DATASET EXCERPTS ->
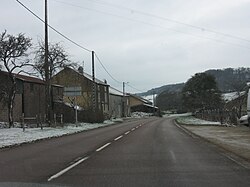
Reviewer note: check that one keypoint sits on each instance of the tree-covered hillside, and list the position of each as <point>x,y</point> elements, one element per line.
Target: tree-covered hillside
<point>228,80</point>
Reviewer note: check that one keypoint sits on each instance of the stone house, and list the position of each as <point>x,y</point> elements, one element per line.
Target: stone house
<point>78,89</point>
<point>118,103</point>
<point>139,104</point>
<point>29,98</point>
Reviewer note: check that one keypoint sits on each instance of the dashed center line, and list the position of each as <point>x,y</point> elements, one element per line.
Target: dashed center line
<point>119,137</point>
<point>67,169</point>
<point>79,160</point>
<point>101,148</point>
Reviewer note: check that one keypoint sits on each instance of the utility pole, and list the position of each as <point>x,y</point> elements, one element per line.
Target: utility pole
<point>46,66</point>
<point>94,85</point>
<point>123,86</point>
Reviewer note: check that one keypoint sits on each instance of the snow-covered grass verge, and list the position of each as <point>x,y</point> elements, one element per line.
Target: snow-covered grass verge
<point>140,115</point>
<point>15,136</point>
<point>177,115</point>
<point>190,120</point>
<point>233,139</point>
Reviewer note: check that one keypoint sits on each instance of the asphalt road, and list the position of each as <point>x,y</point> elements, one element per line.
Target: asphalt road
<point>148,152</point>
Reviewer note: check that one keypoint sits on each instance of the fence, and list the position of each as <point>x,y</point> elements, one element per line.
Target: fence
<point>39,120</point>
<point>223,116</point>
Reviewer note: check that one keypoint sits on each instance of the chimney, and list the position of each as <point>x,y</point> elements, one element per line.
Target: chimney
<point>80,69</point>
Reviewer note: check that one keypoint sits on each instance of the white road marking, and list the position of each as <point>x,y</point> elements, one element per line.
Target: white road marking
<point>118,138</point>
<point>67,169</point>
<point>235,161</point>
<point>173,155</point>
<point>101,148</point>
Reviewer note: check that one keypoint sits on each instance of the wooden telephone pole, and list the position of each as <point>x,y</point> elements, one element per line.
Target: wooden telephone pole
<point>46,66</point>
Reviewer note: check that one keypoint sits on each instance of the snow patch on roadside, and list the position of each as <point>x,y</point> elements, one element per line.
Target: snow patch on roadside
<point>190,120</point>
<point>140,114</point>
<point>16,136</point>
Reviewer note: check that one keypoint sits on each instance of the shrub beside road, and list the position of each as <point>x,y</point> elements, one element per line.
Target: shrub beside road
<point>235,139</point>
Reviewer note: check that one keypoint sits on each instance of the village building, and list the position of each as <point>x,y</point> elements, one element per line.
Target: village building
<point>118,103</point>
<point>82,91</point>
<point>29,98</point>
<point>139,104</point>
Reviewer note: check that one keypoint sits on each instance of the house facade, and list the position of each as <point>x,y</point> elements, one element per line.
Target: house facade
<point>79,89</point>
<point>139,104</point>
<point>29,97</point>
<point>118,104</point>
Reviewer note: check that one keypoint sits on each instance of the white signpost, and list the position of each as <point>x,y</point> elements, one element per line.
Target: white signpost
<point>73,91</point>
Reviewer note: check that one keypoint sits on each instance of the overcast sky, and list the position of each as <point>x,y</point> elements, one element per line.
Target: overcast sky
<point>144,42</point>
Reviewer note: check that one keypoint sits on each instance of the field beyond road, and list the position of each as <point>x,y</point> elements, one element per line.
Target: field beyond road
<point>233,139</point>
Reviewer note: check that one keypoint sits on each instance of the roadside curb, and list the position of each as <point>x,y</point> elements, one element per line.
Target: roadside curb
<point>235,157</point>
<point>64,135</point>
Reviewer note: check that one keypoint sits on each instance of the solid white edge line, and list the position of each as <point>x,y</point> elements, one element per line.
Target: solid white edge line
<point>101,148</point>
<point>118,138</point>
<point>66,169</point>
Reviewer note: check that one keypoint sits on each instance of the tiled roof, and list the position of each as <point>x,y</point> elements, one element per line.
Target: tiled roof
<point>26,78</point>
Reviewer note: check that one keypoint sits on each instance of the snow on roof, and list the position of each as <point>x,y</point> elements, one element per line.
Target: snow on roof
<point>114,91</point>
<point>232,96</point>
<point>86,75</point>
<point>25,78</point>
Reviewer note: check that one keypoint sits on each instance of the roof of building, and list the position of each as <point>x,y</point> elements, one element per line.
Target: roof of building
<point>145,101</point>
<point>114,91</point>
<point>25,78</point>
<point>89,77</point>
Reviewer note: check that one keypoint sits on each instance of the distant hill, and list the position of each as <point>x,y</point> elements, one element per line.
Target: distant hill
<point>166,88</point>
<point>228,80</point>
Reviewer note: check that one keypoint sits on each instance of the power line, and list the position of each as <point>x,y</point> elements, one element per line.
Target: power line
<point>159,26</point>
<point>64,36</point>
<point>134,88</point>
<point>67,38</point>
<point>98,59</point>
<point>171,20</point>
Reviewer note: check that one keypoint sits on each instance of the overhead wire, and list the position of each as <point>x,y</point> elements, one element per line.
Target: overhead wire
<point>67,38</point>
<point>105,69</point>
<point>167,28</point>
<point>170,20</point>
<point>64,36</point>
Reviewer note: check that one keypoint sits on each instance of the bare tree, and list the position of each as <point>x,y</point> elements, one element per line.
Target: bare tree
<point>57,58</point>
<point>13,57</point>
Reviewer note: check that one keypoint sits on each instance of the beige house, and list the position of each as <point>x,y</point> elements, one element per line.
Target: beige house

EXERCISE PROMPT -> In the data above, which lines lie between the line with "Target: roadside curb" and the line with "of the power", inclusive? Print those lines exactly and nothing else.

EXERCISE RESPONSE ->
Target: roadside curb
<point>235,157</point>
<point>64,135</point>
Reviewer note: check that one keypoint sits on each instance of the solid white edge line, and list the position of each as <point>x,y</point> elements, one element per line.
Target: solid white edge line
<point>101,148</point>
<point>118,138</point>
<point>66,169</point>
Reviewer note: check that one keypoint sits on each instance of the tiled roof, and list the position of each as <point>x,y</point> elements, one element per line.
Target: tiled roof
<point>26,78</point>
Reviewer note: check that one keypoint sits on each instance of the snow on roof, and list the position of each as <point>x,y</point> elements, one element per line.
Target: snow on roof
<point>114,91</point>
<point>232,96</point>
<point>86,75</point>
<point>25,78</point>
Reviewer note: check that one keypoint sits on each instance of the roof of building, and list the position of each as <point>x,y</point> elements, one element per line.
Target: roof of building
<point>145,101</point>
<point>114,91</point>
<point>25,78</point>
<point>89,77</point>
Reviewer note: check that one keypoint sits on each instance of the distant hill, and list the position of each as <point>x,y</point> elements, one element per line.
Target: distant hill
<point>166,88</point>
<point>228,80</point>
Reviewer note: check that one keypoint sits on each instance of the power line, and list the position of each as <point>x,y</point> elements, one element per line.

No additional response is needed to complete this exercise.